- Task instructions -
In the entries below, tally the lines that contain the string "outline", then state that number alone.

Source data

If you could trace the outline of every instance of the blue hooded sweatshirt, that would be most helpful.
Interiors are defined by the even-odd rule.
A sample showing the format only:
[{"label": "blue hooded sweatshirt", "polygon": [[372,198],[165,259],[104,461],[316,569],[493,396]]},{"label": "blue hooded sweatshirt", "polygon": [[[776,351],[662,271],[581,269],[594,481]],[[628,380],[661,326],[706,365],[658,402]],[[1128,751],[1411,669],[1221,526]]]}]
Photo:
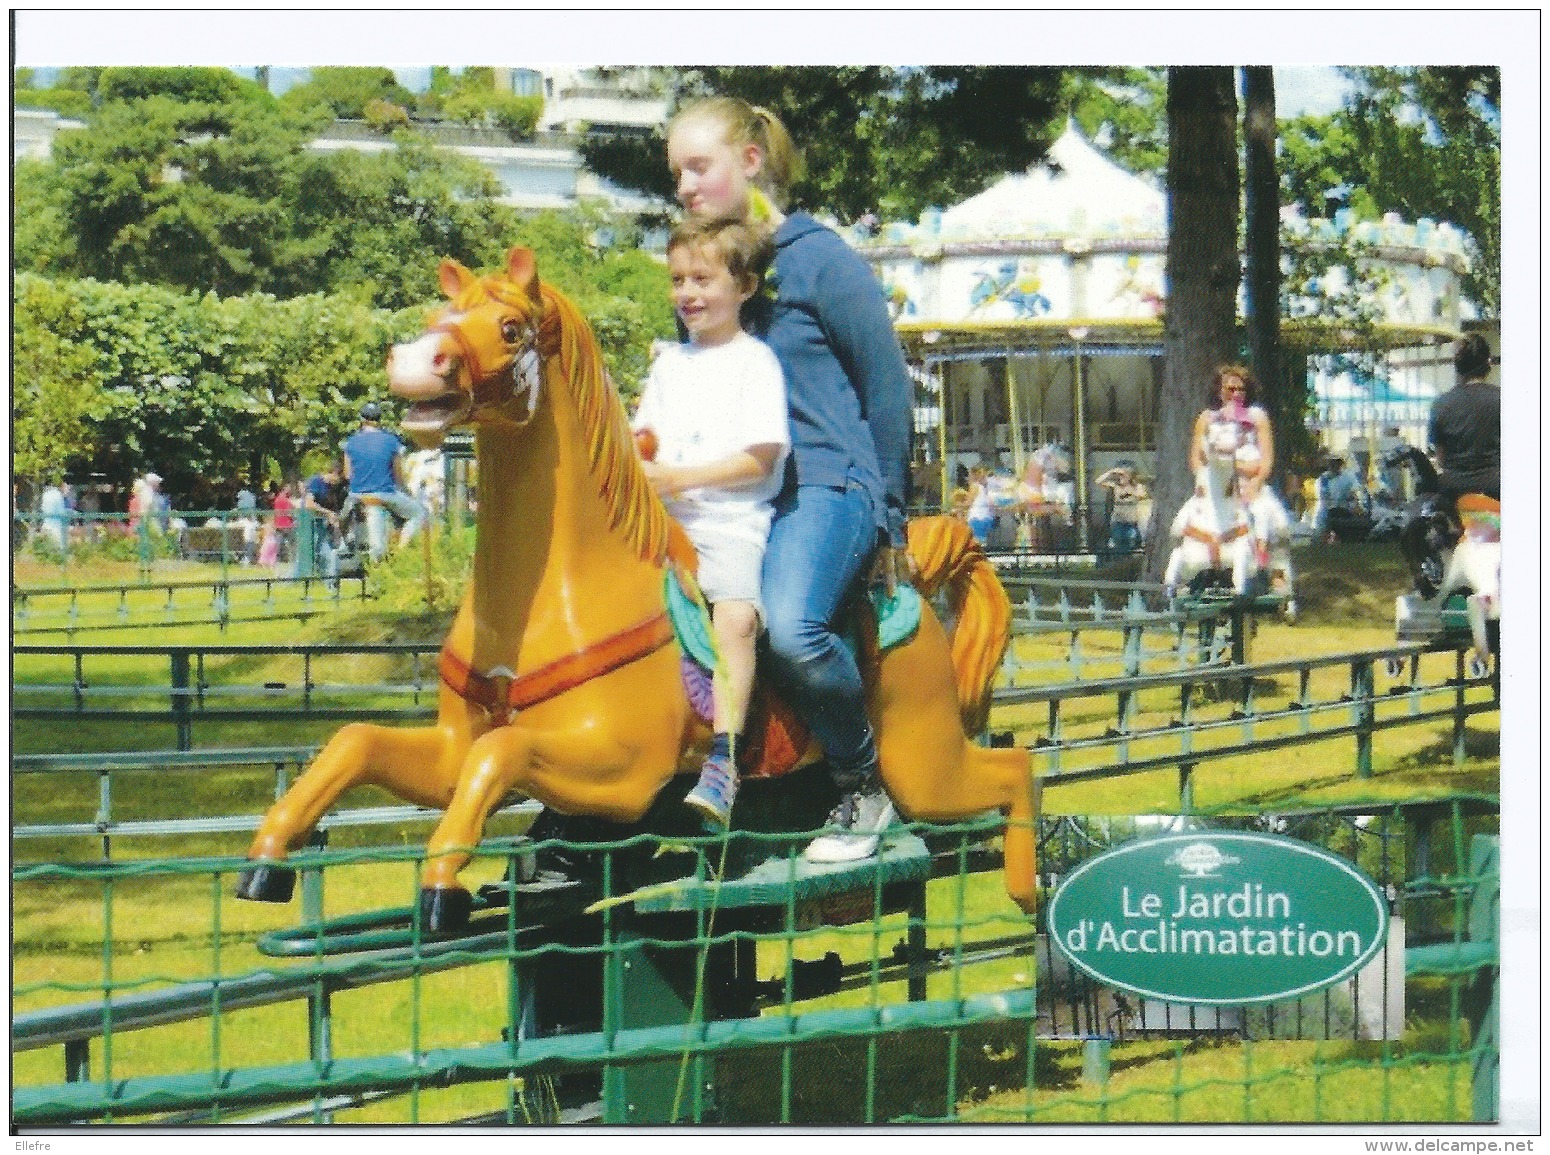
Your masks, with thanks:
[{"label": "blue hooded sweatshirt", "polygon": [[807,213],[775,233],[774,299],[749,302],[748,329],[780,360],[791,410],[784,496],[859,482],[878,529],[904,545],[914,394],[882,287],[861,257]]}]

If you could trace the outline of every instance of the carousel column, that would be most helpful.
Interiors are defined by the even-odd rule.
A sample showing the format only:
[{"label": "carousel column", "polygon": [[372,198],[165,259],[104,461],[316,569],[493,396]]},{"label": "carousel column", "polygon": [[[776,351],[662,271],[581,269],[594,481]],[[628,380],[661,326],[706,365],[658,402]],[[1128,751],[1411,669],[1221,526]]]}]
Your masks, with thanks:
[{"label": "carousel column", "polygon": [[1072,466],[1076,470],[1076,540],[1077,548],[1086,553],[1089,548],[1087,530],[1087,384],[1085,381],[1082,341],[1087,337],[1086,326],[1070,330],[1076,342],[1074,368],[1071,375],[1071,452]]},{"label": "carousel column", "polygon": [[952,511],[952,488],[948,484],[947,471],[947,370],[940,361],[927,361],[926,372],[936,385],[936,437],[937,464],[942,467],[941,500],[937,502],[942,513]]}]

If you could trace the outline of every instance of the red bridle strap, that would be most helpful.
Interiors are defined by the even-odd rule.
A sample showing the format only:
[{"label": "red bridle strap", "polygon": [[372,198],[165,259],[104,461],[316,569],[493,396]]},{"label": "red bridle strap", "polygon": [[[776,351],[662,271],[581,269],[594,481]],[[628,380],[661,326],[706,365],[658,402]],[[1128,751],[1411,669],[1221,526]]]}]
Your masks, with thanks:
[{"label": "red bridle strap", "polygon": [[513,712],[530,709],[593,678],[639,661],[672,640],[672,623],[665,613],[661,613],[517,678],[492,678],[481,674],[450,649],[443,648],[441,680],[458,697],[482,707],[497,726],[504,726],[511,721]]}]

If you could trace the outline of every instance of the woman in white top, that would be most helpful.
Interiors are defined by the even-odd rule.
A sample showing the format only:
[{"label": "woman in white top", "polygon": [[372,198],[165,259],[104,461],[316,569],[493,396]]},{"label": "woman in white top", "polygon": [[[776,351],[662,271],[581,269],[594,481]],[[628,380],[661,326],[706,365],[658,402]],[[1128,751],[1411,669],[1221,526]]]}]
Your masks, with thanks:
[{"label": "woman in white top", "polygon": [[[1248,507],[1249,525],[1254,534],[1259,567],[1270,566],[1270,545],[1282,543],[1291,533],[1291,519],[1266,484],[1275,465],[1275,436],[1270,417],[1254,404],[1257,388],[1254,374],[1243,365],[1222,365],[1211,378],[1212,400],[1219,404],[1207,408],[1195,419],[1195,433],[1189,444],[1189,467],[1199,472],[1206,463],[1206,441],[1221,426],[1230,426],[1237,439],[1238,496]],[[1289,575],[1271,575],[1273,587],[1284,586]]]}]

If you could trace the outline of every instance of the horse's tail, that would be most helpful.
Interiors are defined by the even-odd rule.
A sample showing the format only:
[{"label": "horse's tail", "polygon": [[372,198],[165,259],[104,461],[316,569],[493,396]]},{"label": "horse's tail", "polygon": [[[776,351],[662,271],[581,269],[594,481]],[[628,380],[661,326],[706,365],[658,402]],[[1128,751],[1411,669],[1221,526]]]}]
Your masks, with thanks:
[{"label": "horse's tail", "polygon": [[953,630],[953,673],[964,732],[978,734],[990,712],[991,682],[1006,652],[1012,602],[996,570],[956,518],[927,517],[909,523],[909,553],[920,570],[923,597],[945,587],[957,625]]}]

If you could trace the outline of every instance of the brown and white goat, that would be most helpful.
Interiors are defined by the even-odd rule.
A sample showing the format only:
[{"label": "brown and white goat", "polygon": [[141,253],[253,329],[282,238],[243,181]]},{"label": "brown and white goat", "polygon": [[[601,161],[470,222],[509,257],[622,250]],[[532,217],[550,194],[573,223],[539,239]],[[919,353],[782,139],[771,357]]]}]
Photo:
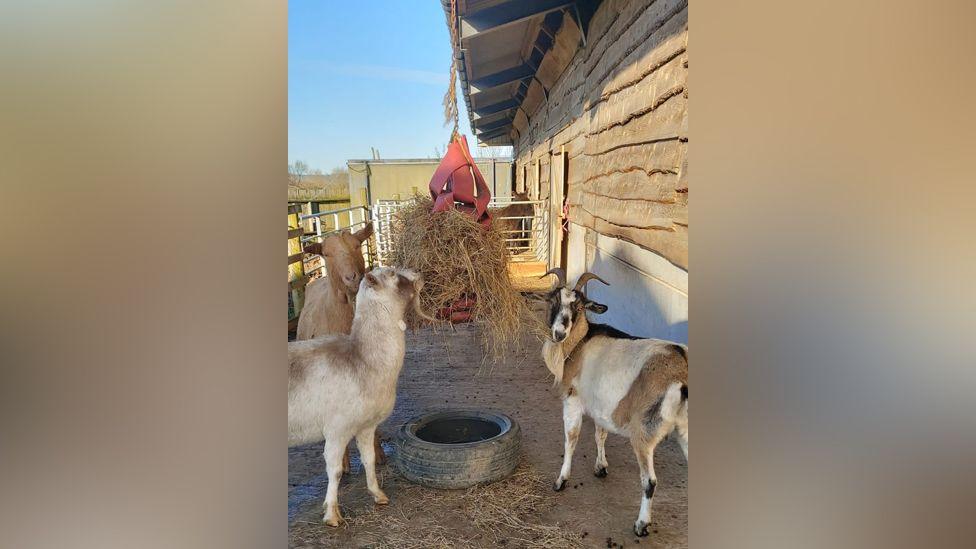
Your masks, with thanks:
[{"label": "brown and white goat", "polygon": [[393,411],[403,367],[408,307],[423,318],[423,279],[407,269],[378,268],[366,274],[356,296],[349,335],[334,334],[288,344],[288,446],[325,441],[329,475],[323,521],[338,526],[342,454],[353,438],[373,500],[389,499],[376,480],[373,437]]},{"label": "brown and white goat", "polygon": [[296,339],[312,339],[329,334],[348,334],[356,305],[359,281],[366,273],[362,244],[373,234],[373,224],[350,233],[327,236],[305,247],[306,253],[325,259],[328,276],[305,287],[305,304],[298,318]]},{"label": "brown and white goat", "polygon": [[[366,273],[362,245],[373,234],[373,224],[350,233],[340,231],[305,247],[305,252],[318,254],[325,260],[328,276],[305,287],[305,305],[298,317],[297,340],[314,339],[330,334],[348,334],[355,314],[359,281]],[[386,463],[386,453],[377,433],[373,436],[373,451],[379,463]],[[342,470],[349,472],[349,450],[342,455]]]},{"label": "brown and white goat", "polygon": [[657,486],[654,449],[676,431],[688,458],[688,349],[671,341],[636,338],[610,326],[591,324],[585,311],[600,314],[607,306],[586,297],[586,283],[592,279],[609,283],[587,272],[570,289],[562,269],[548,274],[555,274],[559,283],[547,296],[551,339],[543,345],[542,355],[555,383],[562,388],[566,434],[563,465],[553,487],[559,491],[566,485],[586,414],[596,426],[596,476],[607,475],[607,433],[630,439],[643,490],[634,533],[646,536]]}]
==
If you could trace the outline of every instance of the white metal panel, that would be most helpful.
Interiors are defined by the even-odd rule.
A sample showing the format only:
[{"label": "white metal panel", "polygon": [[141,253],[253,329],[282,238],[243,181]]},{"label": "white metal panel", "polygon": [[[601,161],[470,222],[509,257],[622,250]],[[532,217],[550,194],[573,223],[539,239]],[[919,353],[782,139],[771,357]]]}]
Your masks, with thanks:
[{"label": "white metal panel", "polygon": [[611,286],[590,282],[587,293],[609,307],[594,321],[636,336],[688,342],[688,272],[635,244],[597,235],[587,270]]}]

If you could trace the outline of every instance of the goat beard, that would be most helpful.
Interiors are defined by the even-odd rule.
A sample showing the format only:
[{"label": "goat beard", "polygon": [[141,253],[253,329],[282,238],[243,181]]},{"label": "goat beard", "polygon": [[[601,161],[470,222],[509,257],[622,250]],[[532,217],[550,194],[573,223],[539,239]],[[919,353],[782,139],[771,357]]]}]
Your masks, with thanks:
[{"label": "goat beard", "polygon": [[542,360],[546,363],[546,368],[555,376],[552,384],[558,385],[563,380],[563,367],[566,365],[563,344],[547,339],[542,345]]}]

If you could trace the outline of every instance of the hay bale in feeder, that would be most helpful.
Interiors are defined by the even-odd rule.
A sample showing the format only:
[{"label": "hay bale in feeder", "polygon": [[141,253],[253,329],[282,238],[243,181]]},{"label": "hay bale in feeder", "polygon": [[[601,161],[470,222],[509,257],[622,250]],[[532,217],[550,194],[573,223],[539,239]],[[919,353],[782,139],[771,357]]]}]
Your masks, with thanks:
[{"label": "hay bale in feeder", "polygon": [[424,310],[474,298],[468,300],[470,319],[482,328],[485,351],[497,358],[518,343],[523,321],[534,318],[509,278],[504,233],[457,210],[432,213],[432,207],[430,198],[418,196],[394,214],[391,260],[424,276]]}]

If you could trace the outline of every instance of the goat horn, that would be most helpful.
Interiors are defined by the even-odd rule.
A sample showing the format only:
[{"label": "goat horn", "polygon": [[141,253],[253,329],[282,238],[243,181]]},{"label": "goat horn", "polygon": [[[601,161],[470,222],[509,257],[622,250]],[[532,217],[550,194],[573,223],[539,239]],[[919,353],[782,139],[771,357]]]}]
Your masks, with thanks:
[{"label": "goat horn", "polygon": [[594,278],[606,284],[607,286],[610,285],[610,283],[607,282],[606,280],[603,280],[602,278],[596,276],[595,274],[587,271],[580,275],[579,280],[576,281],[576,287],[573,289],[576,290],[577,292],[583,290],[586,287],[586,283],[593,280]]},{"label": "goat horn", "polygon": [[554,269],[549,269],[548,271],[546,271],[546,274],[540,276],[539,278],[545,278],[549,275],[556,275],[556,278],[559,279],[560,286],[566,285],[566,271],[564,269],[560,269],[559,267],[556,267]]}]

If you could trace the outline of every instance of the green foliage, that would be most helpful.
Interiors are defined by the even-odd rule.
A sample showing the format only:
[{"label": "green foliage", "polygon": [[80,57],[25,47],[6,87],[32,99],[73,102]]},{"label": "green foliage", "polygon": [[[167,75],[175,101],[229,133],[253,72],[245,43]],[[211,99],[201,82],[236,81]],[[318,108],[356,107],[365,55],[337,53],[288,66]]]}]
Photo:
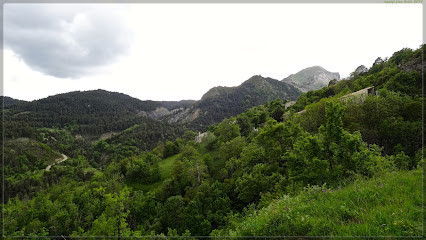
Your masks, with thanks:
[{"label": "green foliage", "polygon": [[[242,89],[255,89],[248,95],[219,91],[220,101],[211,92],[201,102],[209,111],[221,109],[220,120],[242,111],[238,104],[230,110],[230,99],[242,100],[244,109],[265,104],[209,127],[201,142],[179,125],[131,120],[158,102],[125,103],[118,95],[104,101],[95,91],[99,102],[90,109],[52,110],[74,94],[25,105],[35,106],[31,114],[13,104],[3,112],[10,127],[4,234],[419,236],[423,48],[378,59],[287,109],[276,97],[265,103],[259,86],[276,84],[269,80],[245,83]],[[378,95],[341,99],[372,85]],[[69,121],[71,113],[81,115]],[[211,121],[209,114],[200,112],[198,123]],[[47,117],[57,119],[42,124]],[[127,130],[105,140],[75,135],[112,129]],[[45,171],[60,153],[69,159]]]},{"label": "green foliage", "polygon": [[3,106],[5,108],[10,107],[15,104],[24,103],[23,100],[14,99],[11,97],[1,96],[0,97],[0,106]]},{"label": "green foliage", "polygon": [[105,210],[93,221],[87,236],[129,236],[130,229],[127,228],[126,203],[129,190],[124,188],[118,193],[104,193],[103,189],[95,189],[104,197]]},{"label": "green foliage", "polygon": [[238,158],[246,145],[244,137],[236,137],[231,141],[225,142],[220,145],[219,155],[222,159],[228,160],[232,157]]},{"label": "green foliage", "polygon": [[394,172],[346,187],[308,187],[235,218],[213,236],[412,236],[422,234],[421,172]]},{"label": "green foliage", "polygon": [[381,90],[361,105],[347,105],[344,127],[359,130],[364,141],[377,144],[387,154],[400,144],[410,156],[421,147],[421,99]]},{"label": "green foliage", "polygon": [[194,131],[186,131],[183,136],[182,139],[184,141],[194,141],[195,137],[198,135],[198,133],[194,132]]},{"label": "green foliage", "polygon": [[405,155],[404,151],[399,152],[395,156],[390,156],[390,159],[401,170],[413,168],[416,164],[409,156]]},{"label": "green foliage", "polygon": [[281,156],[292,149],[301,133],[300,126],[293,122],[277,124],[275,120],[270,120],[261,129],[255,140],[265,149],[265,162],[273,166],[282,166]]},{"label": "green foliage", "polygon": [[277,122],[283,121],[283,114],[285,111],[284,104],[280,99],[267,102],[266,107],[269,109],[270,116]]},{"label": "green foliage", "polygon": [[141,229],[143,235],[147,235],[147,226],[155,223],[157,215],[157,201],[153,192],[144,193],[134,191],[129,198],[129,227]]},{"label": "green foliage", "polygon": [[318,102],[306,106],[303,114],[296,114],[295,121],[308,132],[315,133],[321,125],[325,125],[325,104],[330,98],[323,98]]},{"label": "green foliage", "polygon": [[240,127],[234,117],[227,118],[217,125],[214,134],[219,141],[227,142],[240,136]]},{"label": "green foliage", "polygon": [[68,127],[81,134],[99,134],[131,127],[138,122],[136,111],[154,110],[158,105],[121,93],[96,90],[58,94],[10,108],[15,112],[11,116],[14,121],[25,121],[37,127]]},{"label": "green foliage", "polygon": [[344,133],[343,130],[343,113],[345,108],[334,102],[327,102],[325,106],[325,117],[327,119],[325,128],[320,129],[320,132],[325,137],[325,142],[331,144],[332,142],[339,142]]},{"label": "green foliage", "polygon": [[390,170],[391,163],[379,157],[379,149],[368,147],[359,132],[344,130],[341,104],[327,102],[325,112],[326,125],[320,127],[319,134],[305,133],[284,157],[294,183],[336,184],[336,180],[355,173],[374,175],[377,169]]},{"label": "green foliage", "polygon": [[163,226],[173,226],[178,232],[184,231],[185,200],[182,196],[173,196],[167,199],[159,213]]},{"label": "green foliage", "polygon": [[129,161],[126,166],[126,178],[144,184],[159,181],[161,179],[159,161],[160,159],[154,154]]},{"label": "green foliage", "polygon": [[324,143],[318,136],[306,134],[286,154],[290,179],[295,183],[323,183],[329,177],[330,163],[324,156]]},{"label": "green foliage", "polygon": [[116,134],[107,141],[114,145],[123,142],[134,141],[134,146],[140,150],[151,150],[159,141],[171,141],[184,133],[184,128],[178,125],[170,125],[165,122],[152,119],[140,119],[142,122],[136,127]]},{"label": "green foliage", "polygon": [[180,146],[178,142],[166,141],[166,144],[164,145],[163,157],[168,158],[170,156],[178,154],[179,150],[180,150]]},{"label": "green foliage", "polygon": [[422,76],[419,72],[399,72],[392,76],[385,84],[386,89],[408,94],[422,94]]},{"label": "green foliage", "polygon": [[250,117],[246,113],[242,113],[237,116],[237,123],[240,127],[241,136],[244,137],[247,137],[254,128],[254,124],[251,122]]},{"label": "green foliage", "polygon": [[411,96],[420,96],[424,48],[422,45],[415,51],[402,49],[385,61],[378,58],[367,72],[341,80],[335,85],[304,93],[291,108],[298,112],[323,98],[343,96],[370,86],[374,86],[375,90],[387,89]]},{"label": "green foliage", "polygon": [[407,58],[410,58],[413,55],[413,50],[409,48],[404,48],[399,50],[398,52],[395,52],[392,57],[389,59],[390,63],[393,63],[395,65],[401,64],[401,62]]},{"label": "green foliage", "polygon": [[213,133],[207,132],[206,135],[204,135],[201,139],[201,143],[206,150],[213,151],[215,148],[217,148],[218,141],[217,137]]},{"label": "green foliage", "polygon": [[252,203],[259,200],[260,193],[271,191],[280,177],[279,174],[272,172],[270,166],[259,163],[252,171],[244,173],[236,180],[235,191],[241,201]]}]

- Your response -
11